** start of Passage provided **

Ramuni said he believes club meetings have been different from what he experienced in his organizations in-person last year.

“They definitely feel different because of the environment we’re in due to online school,” Ramuni said. “Since [they take place] online, I can’t meet people in person and [I] still don’t know how some of the clubs will work without people being together.”

Reback said there are challenges to not being able to hold club meetings in-person.

“I would much prefer to be able to have meetings in person,” Reback said. “It’s just not possible to get the same kind of energy, enthusiasm, or community over a computer screen.”

Senior Anthony Miroff, who is an officer of three clubs and the co-president of the Debate Club, said he believes attendance has increased within his clubs but also thinks clubs can learn from the distance learning experience.

“I’d say [distance learning has] made it more difficult to get engagement with the format of Blackboard Collaborate where you can only see a few club members at a time,” Miroff said. “But, the ability to hold meetings outside the constraints of the school day and Learn has opened up meeting times that work better.”

Reback said her takeaway from her first club meeting was that she could relate to how teachers must feel during classes.

“I guess what we learned during the interest meeting is that it must be very difficult for the teachers to just talk to black squares and have no idea what the students’ reactions are,” Reback said.

** end of Passage provided **
** start of Dataset content **

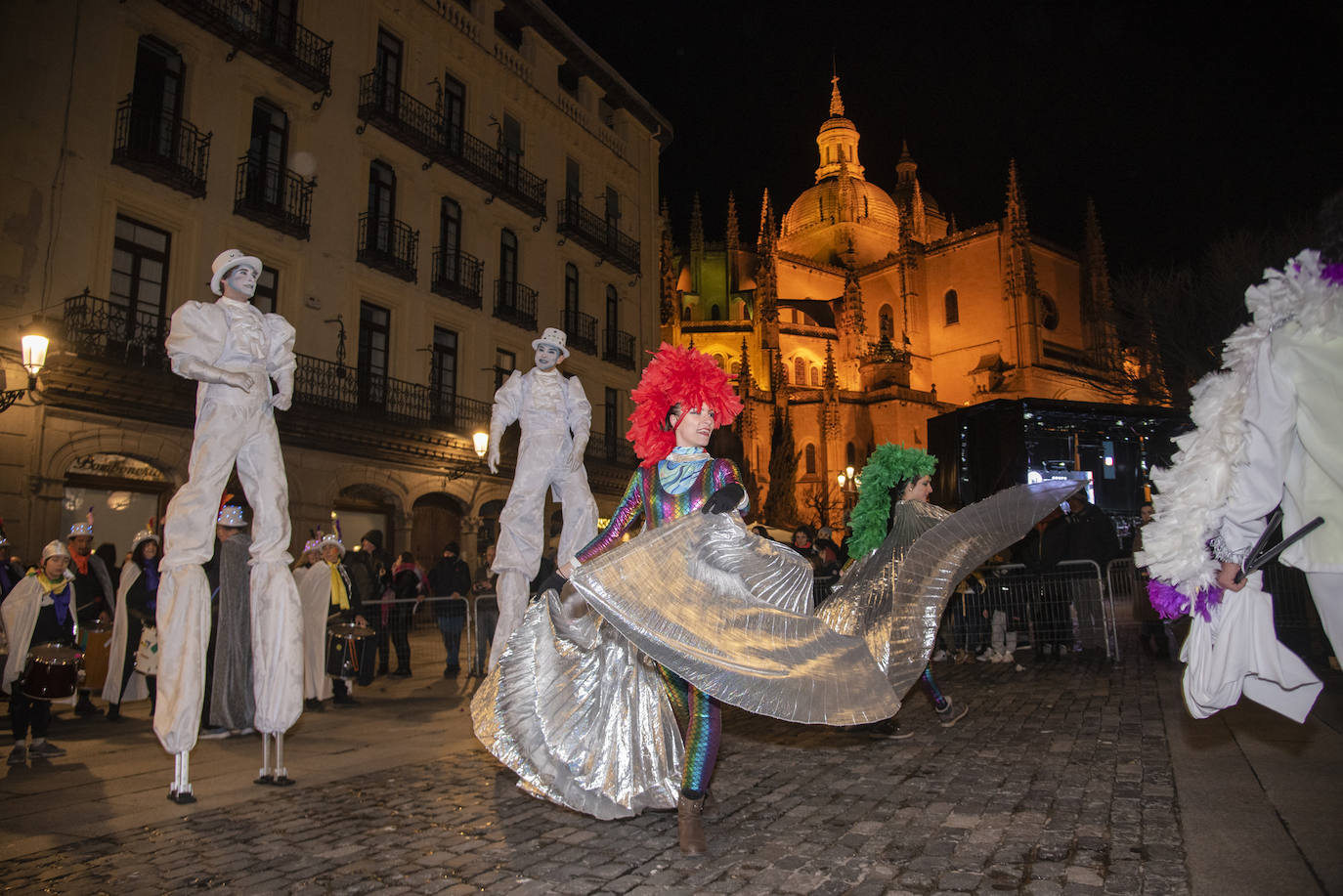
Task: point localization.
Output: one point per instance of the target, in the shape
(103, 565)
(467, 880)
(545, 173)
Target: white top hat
(226, 261)
(232, 517)
(54, 549)
(144, 534)
(553, 336)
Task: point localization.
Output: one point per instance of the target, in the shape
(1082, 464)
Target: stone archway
(435, 520)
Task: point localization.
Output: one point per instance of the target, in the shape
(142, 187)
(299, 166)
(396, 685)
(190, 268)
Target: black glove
(553, 581)
(724, 500)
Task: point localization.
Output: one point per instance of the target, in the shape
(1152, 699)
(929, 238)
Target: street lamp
(35, 346)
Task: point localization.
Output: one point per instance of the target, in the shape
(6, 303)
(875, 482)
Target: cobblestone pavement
(1059, 781)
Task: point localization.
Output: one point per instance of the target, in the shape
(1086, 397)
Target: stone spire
(1098, 305)
(732, 238)
(837, 142)
(696, 226)
(1019, 265)
(671, 303)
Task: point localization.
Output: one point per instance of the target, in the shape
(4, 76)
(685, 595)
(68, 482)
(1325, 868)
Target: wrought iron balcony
(161, 147)
(266, 32)
(516, 304)
(272, 195)
(581, 329)
(620, 348)
(347, 390)
(598, 235)
(423, 129)
(456, 276)
(388, 244)
(399, 114)
(96, 328)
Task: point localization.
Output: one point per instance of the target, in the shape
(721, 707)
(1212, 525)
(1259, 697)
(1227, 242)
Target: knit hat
(56, 548)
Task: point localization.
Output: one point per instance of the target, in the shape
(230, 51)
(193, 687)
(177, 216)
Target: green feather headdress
(888, 466)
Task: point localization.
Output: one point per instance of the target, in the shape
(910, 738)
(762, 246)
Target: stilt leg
(180, 790)
(282, 778)
(265, 777)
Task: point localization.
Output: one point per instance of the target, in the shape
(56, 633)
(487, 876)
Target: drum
(51, 672)
(351, 652)
(96, 642)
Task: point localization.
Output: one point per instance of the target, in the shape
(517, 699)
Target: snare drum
(51, 672)
(96, 641)
(351, 652)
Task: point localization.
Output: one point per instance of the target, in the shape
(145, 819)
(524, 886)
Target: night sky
(1182, 121)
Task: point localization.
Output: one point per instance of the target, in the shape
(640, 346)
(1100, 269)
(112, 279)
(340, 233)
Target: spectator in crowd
(10, 571)
(450, 577)
(369, 571)
(124, 681)
(94, 595)
(409, 588)
(1041, 551)
(108, 554)
(39, 610)
(487, 612)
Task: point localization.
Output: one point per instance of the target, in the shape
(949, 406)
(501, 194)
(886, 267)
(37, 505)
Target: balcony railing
(516, 304)
(334, 387)
(274, 196)
(423, 129)
(581, 329)
(598, 235)
(110, 332)
(620, 348)
(161, 147)
(456, 276)
(388, 244)
(268, 32)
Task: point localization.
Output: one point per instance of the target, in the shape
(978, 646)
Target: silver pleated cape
(577, 706)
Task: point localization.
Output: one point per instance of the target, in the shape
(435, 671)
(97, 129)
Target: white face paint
(546, 357)
(695, 427)
(240, 279)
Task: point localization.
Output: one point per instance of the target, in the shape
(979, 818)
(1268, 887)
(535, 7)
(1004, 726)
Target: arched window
(571, 293)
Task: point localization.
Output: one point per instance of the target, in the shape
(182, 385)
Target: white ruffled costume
(232, 426)
(555, 416)
(1270, 433)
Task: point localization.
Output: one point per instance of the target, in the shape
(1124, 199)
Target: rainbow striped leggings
(703, 731)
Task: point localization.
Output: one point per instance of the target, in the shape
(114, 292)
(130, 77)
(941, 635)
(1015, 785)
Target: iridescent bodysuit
(663, 493)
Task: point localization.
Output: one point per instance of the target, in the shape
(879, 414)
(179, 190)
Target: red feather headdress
(677, 375)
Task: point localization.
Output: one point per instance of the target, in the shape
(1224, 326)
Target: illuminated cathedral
(864, 312)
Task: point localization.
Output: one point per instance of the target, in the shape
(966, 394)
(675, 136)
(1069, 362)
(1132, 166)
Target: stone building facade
(862, 312)
(430, 183)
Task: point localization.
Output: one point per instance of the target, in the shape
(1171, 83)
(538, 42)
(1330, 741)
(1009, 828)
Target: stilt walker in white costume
(1268, 436)
(556, 418)
(234, 352)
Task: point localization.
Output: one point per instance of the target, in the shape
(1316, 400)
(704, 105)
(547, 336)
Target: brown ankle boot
(690, 825)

** end of Dataset content **

§ What to do
A: In the passage on online club meetings, which club does Anthony Miroff co-lead as co-president?
B: What are all the things Reback says cannot be had the same way over a computer screen, according to the passage on online club meetings?

§ Results
A: The Debate Club.

B: Energy, enthusiasm, and community.